* [WHAT THIS TASK INVOLVES]:
Reproduce every row below verbatim, leaving out the pictures.

** start of MATERIAL FOR THIS EXERCISE **

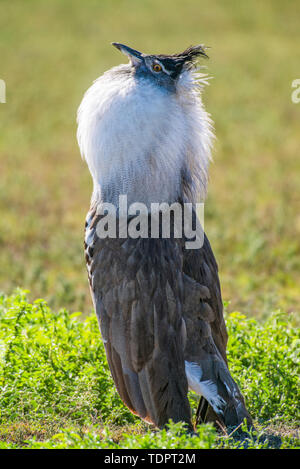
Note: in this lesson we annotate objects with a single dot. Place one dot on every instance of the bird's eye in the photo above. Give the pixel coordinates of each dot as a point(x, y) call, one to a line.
point(156, 67)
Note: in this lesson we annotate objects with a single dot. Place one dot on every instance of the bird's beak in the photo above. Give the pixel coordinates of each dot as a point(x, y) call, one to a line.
point(134, 55)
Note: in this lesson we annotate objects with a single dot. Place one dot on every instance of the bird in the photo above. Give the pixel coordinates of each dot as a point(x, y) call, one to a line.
point(145, 134)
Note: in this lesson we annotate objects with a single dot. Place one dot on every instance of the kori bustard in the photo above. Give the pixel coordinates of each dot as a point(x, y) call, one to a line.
point(145, 135)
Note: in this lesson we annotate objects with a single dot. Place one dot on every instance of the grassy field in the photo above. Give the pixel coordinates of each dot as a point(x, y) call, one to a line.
point(52, 51)
point(57, 391)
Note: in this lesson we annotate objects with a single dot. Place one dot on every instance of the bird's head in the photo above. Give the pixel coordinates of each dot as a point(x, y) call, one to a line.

** end of MATERIAL FOR THIS EXERCISE **

* [SOLUTION]:
Note: in this lesson we annotate objects with a single dot. Place one dot on every instance of the bird's eye in the photo above. Give the pixel coordinates of each dot as a point(x, y) call, one to a line.
point(156, 67)
Note: in this lesson we annotate objects with a single dot. Place one dot on every instance of the bird's beak in the photo above. Give the pixel coordinates of each dot as a point(x, y) call, one to a line.
point(134, 55)
Note: in this lesson we annotate objects with a single dot. Place one dot on every instance of the bird in the photo above. Give the pixel coordinates of each dot as a point(x, y) call, one to a line.
point(145, 134)
Note: in this lesson we annotate objects with a single dot. Place one dot on every instance of the kori bustard in the photo above. Give the pixel coordinates of each dot as a point(x, y) call, one to a line.
point(145, 135)
Note: in this lesson we annotate objects with a single dot. Place one dot on every instance of the grassy field in the photo above. Give the pixel coordinates of each dot as a point(x, y) call, one to a line.
point(52, 51)
point(57, 391)
Note: in this lesson we annotate objects with a single dot. Place one dot on every instance of the bird's head in the photo above. Give the pixel coordinates of each dot as a point(x, y) call, one to a line.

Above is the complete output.